§ Task instructions:
Pull out every line of the material below that contains the word "frames", matching case exactly.

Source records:
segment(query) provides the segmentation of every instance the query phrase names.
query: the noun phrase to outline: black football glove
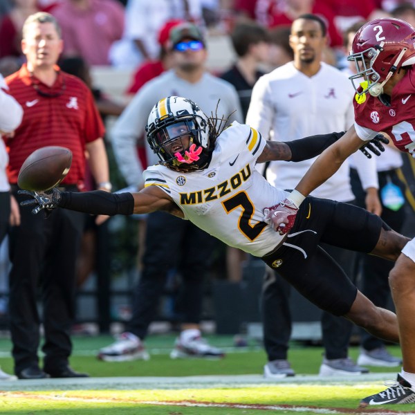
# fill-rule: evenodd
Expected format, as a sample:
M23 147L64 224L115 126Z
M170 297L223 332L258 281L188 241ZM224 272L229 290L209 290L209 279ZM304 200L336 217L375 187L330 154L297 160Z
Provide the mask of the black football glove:
M380 156L380 151L385 151L383 144L388 144L389 140L383 134L376 134L370 141L367 141L359 149L367 158L371 158L371 154L367 151L370 150L374 154ZM378 151L378 149L380 151Z
M45 219L48 217L53 209L57 207L61 199L60 192L56 187L39 193L28 190L19 190L17 194L28 196L30 198L20 202L21 206L35 206L32 210L33 214L43 210L45 212Z

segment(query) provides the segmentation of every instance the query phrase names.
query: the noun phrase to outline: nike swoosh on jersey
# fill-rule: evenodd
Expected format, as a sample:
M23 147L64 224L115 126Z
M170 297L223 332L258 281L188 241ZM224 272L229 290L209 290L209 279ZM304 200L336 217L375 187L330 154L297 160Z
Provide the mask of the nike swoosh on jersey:
M396 399L389 399L389 400L382 400L382 402L376 402L374 399L371 399L369 405L385 405L385 403L388 403L389 402L394 402L394 400L396 400Z
M311 203L308 203L308 214L306 216L306 219L309 219L311 216Z
M238 160L238 157L239 157L239 154L237 156L237 158L233 160L233 163L230 163L230 161L229 162L229 165L231 167L233 166L235 164L237 160Z
M26 101L26 107L29 108L30 107L33 107L33 105L36 105L39 102L39 100L33 100L33 101Z

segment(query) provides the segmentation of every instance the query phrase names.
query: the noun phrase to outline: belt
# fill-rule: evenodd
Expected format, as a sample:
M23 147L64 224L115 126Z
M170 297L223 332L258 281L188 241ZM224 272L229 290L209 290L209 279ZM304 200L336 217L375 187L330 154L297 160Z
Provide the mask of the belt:
M278 243L278 245L272 251L269 252L268 254L265 254L265 255L261 257L261 259L265 261L268 257L273 255L283 246L284 243L287 239L287 236L288 235L285 235L285 237L284 237L284 238L279 241L279 243Z

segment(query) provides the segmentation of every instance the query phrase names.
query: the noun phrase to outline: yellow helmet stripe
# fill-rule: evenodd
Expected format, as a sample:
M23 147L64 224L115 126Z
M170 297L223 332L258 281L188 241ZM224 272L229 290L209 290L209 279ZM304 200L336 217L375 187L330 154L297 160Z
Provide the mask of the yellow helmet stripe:
M256 129L251 128L251 132L252 133L252 138L251 138L250 142L249 143L249 145L248 146L248 149L250 151L252 151L252 149L255 146L255 143L257 142L257 140L258 140L258 131Z
M160 118L163 118L167 115L167 98L163 98L158 102L158 111L160 111Z

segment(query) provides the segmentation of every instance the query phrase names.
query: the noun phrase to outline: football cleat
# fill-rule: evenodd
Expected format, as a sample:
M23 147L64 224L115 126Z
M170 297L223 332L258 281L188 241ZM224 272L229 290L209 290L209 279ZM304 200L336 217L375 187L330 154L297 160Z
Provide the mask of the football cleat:
M402 359L393 356L385 347L378 347L373 350L362 349L358 358L358 365L394 367L402 365Z
M398 375L396 382L385 382L389 387L382 392L371 395L360 401L359 407L365 408L369 405L386 405L396 403L415 403L415 391L411 384L400 375Z
M264 367L264 377L266 379L281 379L294 376L295 372L290 362L284 359L271 360Z
M222 350L209 344L206 339L201 337L199 330L192 330L192 332L194 333L193 335L183 335L183 333L182 333L176 340L174 349L170 353L172 359L186 358L214 359L225 356Z
M98 359L104 362L125 362L150 358L140 338L132 333L122 333L116 339L112 344L100 349Z
M358 366L350 358L342 359L323 359L320 366L320 376L333 376L335 375L356 376L369 373L365 367Z

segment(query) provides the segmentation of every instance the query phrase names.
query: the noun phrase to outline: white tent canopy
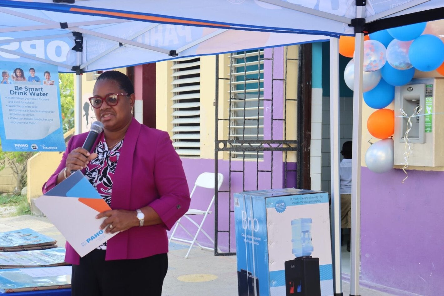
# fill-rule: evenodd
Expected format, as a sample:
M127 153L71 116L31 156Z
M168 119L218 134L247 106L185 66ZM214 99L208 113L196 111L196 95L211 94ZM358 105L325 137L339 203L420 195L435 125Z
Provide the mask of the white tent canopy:
M56 3L54 2L65 2ZM67 4L71 2L72 4ZM0 60L37 60L60 72L102 70L194 56L330 40L331 180L339 221L340 35L355 34L351 295L359 295L364 32L444 16L443 0L0 1ZM353 26L350 26L353 24ZM72 36L73 32L77 41ZM81 34L80 36L79 33ZM74 47L76 44L76 47ZM77 51L70 50L71 47ZM78 100L79 101L79 100ZM76 110L80 107L76 106ZM79 112L77 112L79 114ZM341 291L339 226L335 293Z
M97 0L83 2L103 4ZM116 4L123 3L110 2L115 2ZM138 6L137 2L130 3ZM29 7L25 2L0 2L0 59L10 61L20 59L21 62L37 60L58 66L60 72L75 72L79 68L82 72L104 70L176 56L202 56L328 40L320 35L153 23L11 8L11 3L16 7ZM68 7L52 3L48 6ZM73 32L77 32L77 38ZM78 60L75 51L71 50L76 39L80 41L78 48L81 49ZM75 67L77 68L73 68Z

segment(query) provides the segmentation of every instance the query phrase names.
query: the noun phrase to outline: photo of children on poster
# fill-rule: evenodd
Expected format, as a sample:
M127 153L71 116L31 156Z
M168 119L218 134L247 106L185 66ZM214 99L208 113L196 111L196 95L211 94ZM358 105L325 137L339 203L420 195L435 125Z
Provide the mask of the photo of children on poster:
M3 150L64 151L57 67L3 61L0 70Z

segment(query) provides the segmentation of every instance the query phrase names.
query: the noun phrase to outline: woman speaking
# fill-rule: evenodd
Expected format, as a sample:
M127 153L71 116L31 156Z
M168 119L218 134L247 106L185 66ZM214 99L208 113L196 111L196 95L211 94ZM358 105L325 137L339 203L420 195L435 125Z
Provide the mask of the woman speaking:
M82 170L112 210L101 228L119 232L80 258L67 243L65 261L72 264L73 296L160 296L168 268L169 230L187 210L190 194L182 161L168 134L132 116L135 96L128 77L104 72L89 98L103 124L91 151L87 136L73 136L44 193ZM81 217L79 217L81 219Z

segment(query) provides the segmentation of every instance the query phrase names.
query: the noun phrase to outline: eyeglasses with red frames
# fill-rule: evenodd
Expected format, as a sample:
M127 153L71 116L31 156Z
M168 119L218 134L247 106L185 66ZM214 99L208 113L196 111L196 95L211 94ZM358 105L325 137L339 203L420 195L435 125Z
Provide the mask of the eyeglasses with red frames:
M88 98L88 100L89 100L90 104L91 104L92 108L97 109L102 107L102 104L103 104L103 101L106 102L108 106L115 106L119 103L119 96L128 96L129 94L123 93L111 93L104 98L102 98L99 96L95 96Z

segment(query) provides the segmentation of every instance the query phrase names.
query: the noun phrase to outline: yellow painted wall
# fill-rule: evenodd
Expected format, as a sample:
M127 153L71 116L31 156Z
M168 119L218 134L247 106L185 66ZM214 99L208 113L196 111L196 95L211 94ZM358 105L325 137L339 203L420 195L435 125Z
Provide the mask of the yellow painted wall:
M216 59L214 56L200 57L200 158L214 158L214 89ZM173 101L172 61L156 64L156 126L159 129L171 130L173 118L171 107ZM181 156L186 157L186 156Z
M173 70L171 67L173 61L170 60L156 63L156 127L158 129L168 132L170 137L173 124L170 112L173 101L173 93L171 92Z
M216 57L200 58L200 158L214 158Z
M28 160L28 202L42 195L42 186L59 166L62 154L59 152L40 152Z
M219 55L218 77L224 78L230 78L230 54ZM219 92L218 102L219 118L228 118L230 106L230 80L220 79L218 80ZM225 120L220 122L218 127L219 140L228 140L228 122ZM213 156L214 157L214 156ZM229 157L228 152L218 153L218 159L227 160Z
M299 62L297 60L290 60L290 59L297 59L299 55L299 46L293 45L287 47L284 52L284 59L285 56L289 60L286 64L284 64L284 70L285 68L287 71L287 78L286 80L286 94L287 99L294 99L297 98L297 69ZM287 101L285 118L285 128L286 129L286 139L293 140L297 139L297 101ZM284 153L283 157L285 160L285 153ZM297 152L289 152L287 153L287 161L289 162L296 162L297 158Z

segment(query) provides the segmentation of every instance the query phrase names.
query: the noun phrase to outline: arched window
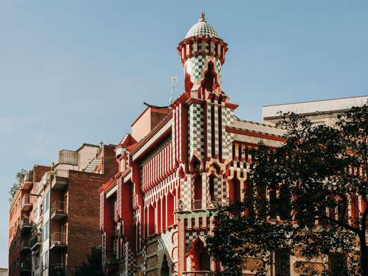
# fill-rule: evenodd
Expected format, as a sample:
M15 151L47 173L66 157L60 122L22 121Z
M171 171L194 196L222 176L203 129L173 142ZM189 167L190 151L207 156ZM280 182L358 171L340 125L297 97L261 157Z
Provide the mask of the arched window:
M204 248L203 241L197 239L193 241L191 250L192 257L192 270L209 271L211 269L211 259L209 253Z
M229 184L229 198L231 202L240 201L240 181L237 177L233 179Z
M211 202L215 201L215 177L211 175L209 177L209 190L210 194L210 200Z
M202 176L196 175L194 179L194 201L193 202L193 209L202 208Z
M174 196L169 192L167 193L167 226L174 224Z
M167 262L166 255L164 256L162 259L162 264L161 265L161 276L169 276L169 269L168 269L168 263Z
M148 206L148 236L155 234L155 207L152 204L150 204Z
M209 62L208 69L204 73L204 79L202 81L201 86L203 88L203 92L205 90L212 92L215 87L218 86L217 75L213 63L211 61Z

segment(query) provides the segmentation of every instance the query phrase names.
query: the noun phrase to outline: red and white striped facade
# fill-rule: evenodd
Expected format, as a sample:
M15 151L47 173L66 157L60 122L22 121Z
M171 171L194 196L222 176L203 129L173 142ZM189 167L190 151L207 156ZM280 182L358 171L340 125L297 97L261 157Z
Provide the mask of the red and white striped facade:
M185 92L144 138L127 135L116 148L119 172L100 189L106 275L220 268L204 249L211 211L242 198L246 148L282 143L282 130L234 117L238 105L221 89L227 49L202 15L178 47Z

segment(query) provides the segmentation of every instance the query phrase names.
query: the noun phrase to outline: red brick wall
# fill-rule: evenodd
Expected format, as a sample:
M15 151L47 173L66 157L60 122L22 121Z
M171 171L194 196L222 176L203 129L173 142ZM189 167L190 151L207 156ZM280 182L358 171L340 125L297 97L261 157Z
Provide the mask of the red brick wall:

§ The result:
query: the noun phrase to outline: eyeglasses with red frames
Provide the mask of the eyeglasses with red frames:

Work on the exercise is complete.